Israeli Law Series 2 – Companies Law and Corporate Governance
Dec 05, 2017
In Part 1, we dealt with the types of business entities and foreign registration options in Israel. For Part 2, we would like to deal with Israeli corporate governance under the Companies Law 5759-1999 (“the Act”).
In this article, we will briefly outline the functions of company organs in Israel. This will include the duties, appointment and removal requirements for officers. These regulations are largely set out in the Act and according to the articles of association of the company.
The Companies Law – Background
Prior to Israel’s declaration of independence in 1948, it was governed by British Mandate. As a consequence, the British common law has a strong influence over Israel’s companies laws and regulations. The country’s companies law also underwent a major overhaul with the adoption of the Act in 1999. It introduced many new approaches, and brought the law closer to that of the Delaware law of corporations.
The Companies Law has also undergone a number of amendments, with the most recent 28th amendment published on March 17, 2016.
Purpose of a Company
According to the Act, the purpose of a company shall be to operate in accordance with business considerations in realizing profits, and within such a scope, the interests of creditors, its employees and the public.
Donations are considered within the scope of such business considerations if provided for in the articles of association. This however does not apply to companies established for public purposes only where the articles of association prohibit the distribution of profits to shareholders.
Structure of a Company
The organs of a company consist of:
- the general meeting of shareholders,
- the board of directors,
- the general managers,
- and any person whose acts are considered acts of the company by virtue of law or the articles of association.
The company shall be directly liable in tort for any civil wrongs committed by its organs.
Israeli public companies must have at least 7 shareholders. They may offer their shares and debentures to the public on the stock exchange by issuing a prospectus approved by the Securities Authority, or, where there are 35 investors or less, through private placements.
Public companies must file financial statements with the Companies Registrar. If listed on the stock exchange, they must abide by the regulations of the exchange and the Securities Authority.
######
- What you will do -
According to the article on Israeli company law, what is the minimum number of shareholders an Israeli public company must have? The records have no connection to the article on Israeli company law.
######
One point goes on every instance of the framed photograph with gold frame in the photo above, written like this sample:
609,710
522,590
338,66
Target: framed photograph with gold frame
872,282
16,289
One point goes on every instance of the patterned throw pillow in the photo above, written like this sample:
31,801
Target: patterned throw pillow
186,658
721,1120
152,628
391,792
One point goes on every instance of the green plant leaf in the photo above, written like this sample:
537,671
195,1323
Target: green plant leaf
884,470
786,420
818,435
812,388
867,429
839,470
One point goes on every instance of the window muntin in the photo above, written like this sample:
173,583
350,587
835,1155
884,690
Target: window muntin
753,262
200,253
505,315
######
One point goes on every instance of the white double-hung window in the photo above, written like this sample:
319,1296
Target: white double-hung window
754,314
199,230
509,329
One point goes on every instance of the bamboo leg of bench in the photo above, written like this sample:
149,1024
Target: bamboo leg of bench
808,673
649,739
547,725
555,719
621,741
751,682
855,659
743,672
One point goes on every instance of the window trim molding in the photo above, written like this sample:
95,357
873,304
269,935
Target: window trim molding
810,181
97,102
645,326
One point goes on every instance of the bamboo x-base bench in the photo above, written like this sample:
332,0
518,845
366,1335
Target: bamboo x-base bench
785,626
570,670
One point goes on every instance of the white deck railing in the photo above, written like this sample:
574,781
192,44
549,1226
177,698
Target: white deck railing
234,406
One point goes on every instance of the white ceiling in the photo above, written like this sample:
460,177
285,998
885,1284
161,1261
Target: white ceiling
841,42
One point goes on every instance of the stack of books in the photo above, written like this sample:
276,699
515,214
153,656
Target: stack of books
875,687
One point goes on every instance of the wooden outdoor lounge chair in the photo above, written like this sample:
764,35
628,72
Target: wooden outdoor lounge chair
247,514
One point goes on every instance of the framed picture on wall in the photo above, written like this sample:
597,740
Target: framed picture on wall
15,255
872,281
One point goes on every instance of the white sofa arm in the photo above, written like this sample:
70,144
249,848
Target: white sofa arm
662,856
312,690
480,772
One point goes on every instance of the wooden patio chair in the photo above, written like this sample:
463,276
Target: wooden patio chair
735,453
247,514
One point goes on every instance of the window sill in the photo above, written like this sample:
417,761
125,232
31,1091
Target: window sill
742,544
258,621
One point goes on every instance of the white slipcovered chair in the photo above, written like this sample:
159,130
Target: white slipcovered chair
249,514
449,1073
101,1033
######
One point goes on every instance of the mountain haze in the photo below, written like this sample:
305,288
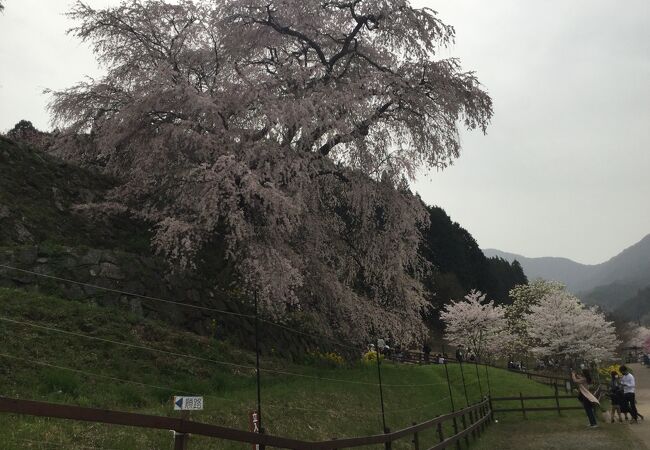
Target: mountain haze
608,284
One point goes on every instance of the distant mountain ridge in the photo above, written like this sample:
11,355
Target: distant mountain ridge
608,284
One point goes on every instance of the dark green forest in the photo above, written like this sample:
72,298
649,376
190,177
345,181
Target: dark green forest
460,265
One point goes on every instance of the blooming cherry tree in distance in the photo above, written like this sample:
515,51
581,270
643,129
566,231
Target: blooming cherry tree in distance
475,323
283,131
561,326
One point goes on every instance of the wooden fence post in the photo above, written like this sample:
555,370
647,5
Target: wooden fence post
######
- Output for this exercise -
At least 7 shareholders.